=== TASK ===
Rewrite the full listing below with "Drop a point" changed to "Place a dot" each time it appears and everything else kept the same. Leave the pictures out of your answer.

=== THE DATA ===
>>>>>

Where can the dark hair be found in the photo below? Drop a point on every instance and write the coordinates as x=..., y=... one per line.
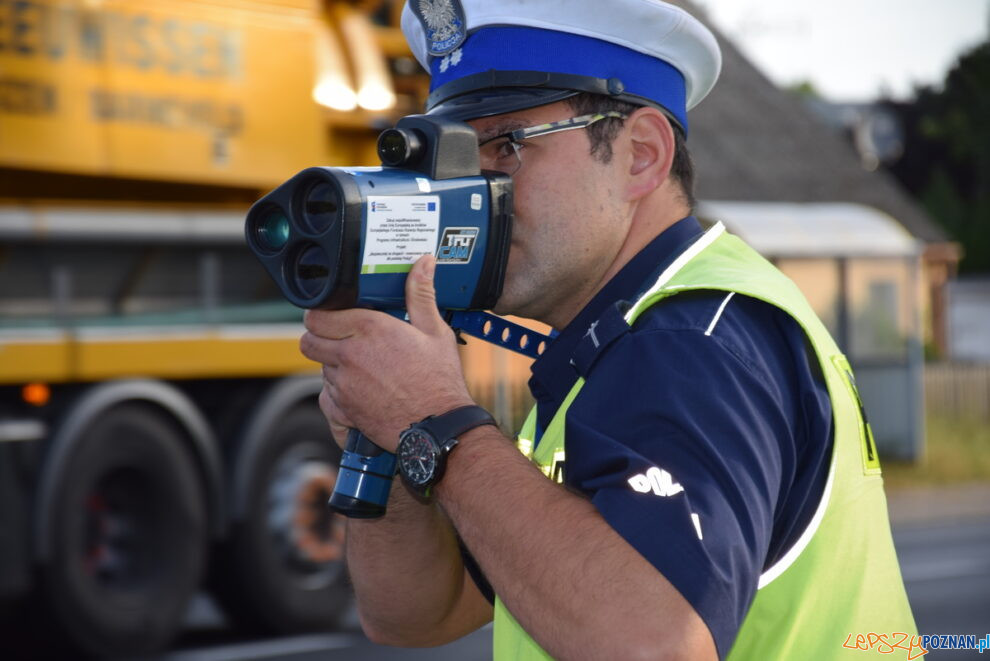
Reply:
x=603, y=133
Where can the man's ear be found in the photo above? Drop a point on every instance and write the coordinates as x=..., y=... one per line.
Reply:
x=651, y=150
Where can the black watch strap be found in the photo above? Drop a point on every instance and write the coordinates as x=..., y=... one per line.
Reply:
x=454, y=423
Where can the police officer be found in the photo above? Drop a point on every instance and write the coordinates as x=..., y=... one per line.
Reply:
x=696, y=479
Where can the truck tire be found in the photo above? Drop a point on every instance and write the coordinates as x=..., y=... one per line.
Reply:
x=128, y=536
x=281, y=570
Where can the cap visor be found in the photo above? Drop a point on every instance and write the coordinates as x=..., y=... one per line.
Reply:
x=497, y=101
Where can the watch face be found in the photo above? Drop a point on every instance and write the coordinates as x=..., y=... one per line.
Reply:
x=418, y=455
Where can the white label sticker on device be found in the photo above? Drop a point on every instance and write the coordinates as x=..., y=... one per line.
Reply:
x=399, y=231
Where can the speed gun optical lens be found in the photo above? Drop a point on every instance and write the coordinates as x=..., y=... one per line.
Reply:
x=311, y=272
x=399, y=147
x=272, y=230
x=320, y=206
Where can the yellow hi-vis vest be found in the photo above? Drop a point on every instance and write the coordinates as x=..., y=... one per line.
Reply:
x=841, y=577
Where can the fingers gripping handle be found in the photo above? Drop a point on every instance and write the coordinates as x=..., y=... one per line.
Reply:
x=364, y=479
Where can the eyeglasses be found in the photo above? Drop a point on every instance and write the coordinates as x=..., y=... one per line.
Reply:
x=502, y=152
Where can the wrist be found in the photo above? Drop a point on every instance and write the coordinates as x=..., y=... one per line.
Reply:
x=424, y=447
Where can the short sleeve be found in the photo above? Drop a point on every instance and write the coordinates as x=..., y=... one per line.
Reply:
x=682, y=441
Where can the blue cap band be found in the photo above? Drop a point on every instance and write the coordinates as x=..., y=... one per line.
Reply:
x=510, y=48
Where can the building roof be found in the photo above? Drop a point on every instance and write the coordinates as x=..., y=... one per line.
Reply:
x=813, y=229
x=752, y=141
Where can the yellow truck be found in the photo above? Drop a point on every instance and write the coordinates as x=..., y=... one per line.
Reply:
x=159, y=430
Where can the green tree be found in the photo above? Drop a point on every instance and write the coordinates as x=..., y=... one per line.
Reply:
x=946, y=161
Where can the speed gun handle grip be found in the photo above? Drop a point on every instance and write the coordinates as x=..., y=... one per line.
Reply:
x=364, y=480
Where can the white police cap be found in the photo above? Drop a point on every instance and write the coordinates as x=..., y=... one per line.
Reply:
x=488, y=57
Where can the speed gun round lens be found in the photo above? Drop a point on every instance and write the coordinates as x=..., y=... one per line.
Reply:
x=273, y=230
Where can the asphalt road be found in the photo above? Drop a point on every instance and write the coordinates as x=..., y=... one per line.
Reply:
x=945, y=563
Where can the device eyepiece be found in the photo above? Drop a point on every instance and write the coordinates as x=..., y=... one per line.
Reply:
x=399, y=147
x=311, y=272
x=321, y=206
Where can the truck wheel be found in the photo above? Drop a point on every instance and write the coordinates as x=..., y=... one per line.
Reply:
x=128, y=537
x=282, y=568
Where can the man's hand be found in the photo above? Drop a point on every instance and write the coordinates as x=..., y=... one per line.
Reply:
x=380, y=374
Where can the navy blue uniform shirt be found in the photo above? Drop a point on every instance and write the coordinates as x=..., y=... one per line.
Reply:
x=702, y=433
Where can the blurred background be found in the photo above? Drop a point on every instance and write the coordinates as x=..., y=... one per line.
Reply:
x=163, y=463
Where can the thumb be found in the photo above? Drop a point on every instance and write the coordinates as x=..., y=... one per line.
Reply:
x=421, y=297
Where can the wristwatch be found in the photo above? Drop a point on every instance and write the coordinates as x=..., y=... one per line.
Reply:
x=423, y=448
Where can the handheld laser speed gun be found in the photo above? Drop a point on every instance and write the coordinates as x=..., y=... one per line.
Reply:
x=337, y=238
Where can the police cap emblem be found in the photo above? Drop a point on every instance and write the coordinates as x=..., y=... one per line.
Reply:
x=443, y=23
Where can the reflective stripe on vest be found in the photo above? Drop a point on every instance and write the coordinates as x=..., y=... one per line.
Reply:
x=841, y=577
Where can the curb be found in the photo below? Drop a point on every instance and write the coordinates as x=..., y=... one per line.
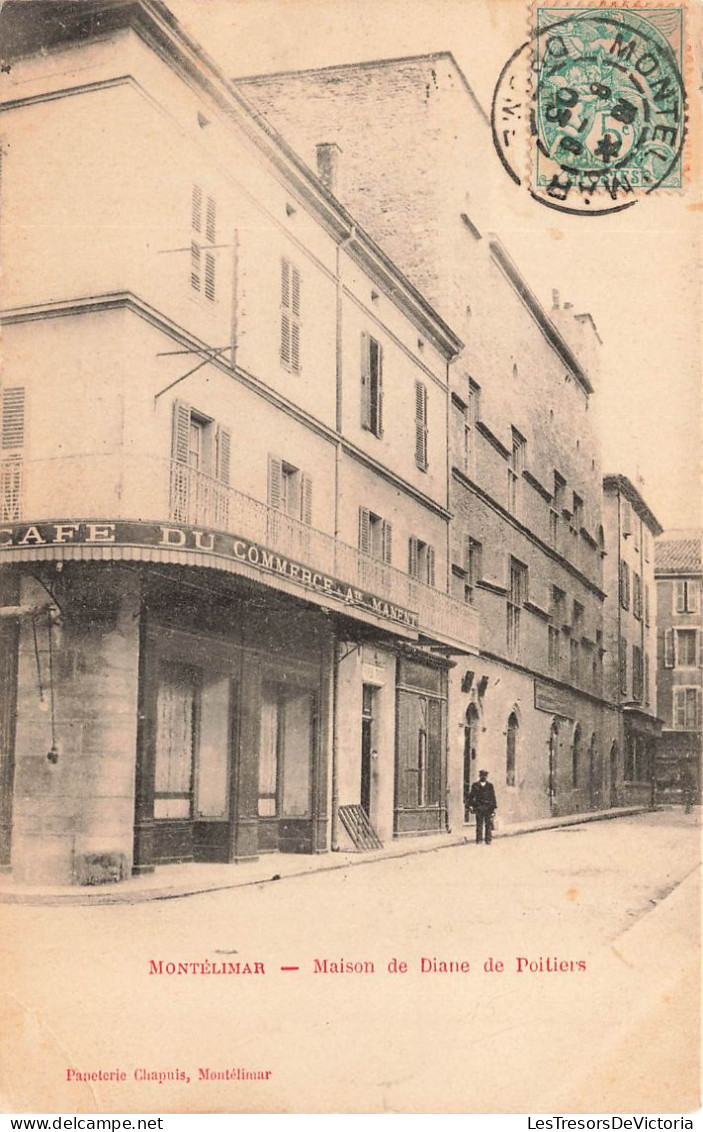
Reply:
x=136, y=897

<<<<<

=== FULL RESPONSE ===
Where can the dark hair be found in the photo below? Place a dot on every instance and write the coordinates as x=..., y=... one per line.
Reply:
x=603, y=133
Where can the man's ear be found in the photo above? Place a dot on every instance and write the coordinates as x=..., y=... one per line.
Reply:
x=651, y=150
Where can the black watch strap be found in the photo above? Place a dot on every instance and write the coordinates as x=..., y=... one per line.
Reply:
x=454, y=423
Where can the police officer be found in the photo above? Place a dot on every instance and write the coordinates as x=..., y=... one per line.
Reply:
x=696, y=479
Where can the truck tire be found in the photo above? Place a dot on every instance and write the coordinates as x=..., y=... one per line.
Reply:
x=128, y=536
x=281, y=570
Where can the cap visor be found in the photo above? Place a dot on every instance and write the coordinates as x=..., y=... one per line.
Reply:
x=497, y=101
Where can the watch face be found in the photo above? Place a dot on every instance and write the coordinates as x=..., y=... one per line.
Reply:
x=418, y=455
Where can the white label sticker on device be found in the photo above? Place a dot on every instance and write the coordinates as x=..., y=... one per line.
Reply:
x=399, y=231
Where can the speed gun optical lens be found in the photo above? Place a dot on every instance and write the coordinates as x=..., y=... one per line.
Reply:
x=311, y=272
x=399, y=147
x=272, y=230
x=320, y=206
Where can the yellow hi-vis vest be found in the photo above? Place a dot on every instance and write the coordinates as x=..., y=... one per line.
Reply:
x=841, y=577
Where can the fingers gripping handle be found in the photo above? Place a dot on every instance and write the coordinates as x=..., y=... one per line.
Reply:
x=364, y=479
Where can the eyeglasses be found in the photo above? Place a dot on every instance and write the coordinates as x=..., y=... one per line.
Reply:
x=502, y=152
Where can the wrist be found in the photo above? Place a dot on every instance and write the coordinates as x=..., y=... one per line.
Reply:
x=424, y=447
Where can the short sleeve be found in the photo above? Place a dot on every instance and write the coordinates as x=..., y=... one per line.
Reply:
x=682, y=441
Where can the blue cap band be found in the photo above? Place a dot on every instance and write the coordinates as x=..., y=... one per line.
Reply:
x=510, y=48
Where can the building roof be found in the photo above? Place a dot on every instance and write the coordinates as x=..., y=... one per line.
Reply:
x=813, y=229
x=752, y=141
Where can the yellow truck be found in the photo above? Place a dot on every instance and write the coordinates as x=..., y=... one per line.
Reply:
x=159, y=430
Where can the green tree be found in the photo above? Place a dot on every instance and write the coordinates as x=..., y=... one per line.
Reply:
x=946, y=161
Where can the speed gun handle grip be found in the photo above? Place a dot on every instance and write the coordinates as x=..., y=... one per line.
Reply:
x=364, y=480
Where can the white police cap be found in the photo above? Place a dot on every instance and write the coordinates as x=..., y=... one per line.
Reply:
x=488, y=57
Where can the speed gun round lens be found in the photo above? Place a dot on every instance and write the coordinates as x=..., y=... one per line.
Reply:
x=273, y=230
Where can the asphalt road be found in the photo above? Place a dot on every instance and write the coordinates as x=..., y=... one per line.
Reply:
x=945, y=563
Where can the device eyepiece be found in the photo above? Place a dot on every instance and write the coordinates as x=..., y=... one per line.
Reply:
x=399, y=147
x=311, y=272
x=321, y=206
Where can the truck wheel be found in the photo above? Place a dot on every instance and write the coordinates as x=..., y=... one per line.
Reply:
x=128, y=537
x=282, y=568
Where can the man's hand be found in the photo above? Place a dot on every instance and write the coordinates as x=..., y=... one per line.
Reply:
x=380, y=374
Where can the navy blue uniform shirt be found in the photo above? Place a dot on every instance and write the coordinates as x=..., y=... one per line.
Reply:
x=702, y=433
Where can the blurred background be found in the photo above? Place a dot on every instance and write the coordinates as x=..., y=... one per line.
Reply:
x=163, y=463
Where can the thumb be found in the photo above? Place a dot on every instance and write the coordinates as x=..., y=... one per line.
Reply:
x=421, y=297
Where can the wristwatch be found in the photo above? Place a dot on every instance and write the coordinates as x=..., y=... one per line.
Reply:
x=423, y=448
Where can the handheld laser speed gun be found in the photo above? Place a dot on every instance and write the coordinates as x=..., y=... one per line.
Reply:
x=337, y=238
Where can the police cap emblem be found in the photo above? Place a dot on every instance and write the coordinates as x=..., y=... one per line.
Reply:
x=443, y=23
Where can the reflective stripe on vest be found in the photo above? Place a dot on every instance and write the coordinates as x=..., y=... one per line.
Reply:
x=841, y=577
Where can the curb be found in the photo below? Place a dot on every instance and write the coordinates as x=..., y=... one per line.
Reply:
x=136, y=897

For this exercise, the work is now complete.